**Job a**
From the entries below, extract every line that contains the word "black".

Start of Excerpt

# Creek Dump Again SUPER FIND



## Raider2152 (Jul 30, 2010)

I was back digging that dump along the creek and found over 25 bottles gave a few to my cousin, and he also found a few. These are the better ones, i dug like 10 black cats and hires which i brought home just to give away. Here they are though i didnt get a chance to clean them yet

 in this pic is:

 Clear hutch - Horlacher Bottling Co  Allentown, PA
 Clear Hutch- L.D. Clauss Allentown, PA
 Clear Med - DRS. W.P. & E.M. Kistler 313 North 7th St. Allentown, PA


 Clear Med


----------



## Raider2152 (Jul 30, 2010)

This pic:

 Aqua Sauce : North Of England Sauce Joshua Longfield 
 Clear med- The Knapp's Extract Co. 209 Herald St. Cleveland, O.

End of Excerpt
Start of Items

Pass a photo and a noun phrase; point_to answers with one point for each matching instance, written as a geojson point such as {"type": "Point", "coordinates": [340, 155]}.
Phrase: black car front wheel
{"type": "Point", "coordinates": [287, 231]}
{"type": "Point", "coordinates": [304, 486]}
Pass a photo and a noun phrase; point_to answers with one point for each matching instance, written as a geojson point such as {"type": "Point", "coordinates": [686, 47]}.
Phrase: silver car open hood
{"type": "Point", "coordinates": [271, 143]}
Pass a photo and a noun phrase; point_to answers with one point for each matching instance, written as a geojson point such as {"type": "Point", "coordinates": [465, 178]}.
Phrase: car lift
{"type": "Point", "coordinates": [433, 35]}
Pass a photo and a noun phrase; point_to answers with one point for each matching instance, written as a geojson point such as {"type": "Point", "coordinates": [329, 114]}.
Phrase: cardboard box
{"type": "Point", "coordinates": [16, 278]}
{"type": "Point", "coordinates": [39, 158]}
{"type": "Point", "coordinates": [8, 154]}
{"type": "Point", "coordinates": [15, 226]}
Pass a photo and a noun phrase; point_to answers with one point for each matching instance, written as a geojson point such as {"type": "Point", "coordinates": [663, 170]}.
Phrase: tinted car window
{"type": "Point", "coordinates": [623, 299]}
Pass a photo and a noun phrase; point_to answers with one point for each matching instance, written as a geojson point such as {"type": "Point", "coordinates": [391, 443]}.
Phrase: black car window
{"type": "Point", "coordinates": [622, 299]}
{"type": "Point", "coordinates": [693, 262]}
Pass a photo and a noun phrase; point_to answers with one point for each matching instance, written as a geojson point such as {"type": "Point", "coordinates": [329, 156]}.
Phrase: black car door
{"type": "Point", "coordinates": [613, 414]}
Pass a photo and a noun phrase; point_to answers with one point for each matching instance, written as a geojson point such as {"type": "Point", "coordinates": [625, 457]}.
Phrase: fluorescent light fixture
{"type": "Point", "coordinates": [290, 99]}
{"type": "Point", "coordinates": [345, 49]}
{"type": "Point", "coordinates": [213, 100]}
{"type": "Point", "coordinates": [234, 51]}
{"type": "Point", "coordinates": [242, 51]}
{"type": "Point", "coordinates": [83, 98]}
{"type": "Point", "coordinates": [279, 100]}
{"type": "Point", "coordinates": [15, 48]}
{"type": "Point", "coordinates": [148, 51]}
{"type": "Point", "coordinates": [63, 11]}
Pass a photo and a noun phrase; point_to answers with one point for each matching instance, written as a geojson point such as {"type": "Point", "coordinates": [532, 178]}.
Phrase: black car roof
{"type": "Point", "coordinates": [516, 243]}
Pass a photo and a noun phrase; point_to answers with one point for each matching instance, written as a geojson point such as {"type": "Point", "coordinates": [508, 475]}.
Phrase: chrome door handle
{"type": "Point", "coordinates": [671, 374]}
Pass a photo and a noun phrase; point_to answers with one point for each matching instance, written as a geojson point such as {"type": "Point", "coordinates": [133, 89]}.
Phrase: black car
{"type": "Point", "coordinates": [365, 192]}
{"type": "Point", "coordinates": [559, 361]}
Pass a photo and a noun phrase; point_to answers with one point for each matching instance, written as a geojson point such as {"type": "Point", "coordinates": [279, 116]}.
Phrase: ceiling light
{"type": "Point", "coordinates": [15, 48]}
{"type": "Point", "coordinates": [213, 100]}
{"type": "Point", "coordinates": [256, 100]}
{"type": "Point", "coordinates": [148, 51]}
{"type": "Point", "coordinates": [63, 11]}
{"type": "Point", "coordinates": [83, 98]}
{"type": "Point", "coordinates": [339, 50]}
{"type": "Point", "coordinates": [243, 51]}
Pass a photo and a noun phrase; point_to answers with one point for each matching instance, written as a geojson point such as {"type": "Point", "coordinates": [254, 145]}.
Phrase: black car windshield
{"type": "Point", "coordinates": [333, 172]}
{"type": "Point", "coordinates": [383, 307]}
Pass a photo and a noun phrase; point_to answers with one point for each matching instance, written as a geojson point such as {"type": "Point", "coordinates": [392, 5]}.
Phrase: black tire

End of Items

**Job b**
Answer the following questions about the forum thread on the creek dump.
(i) How many bottles does the first post say were found at the dump along the creek?
(ii) Which city and state are given for L.D. Clauss?
(iii) What street address appears for The Knapp's Extract Co.?

**Written answer a**
Phrase: black car front wheel
Phrase: black car window
Phrase: black car door
Phrase: black car roof
Phrase: black car
Phrase: black car windshield
Phrase: black tire

**Written answer b**
(i) Over 25 bottles.
(ii) Allentown, PA.
(iii) 209 Herald St., Cleveland, O.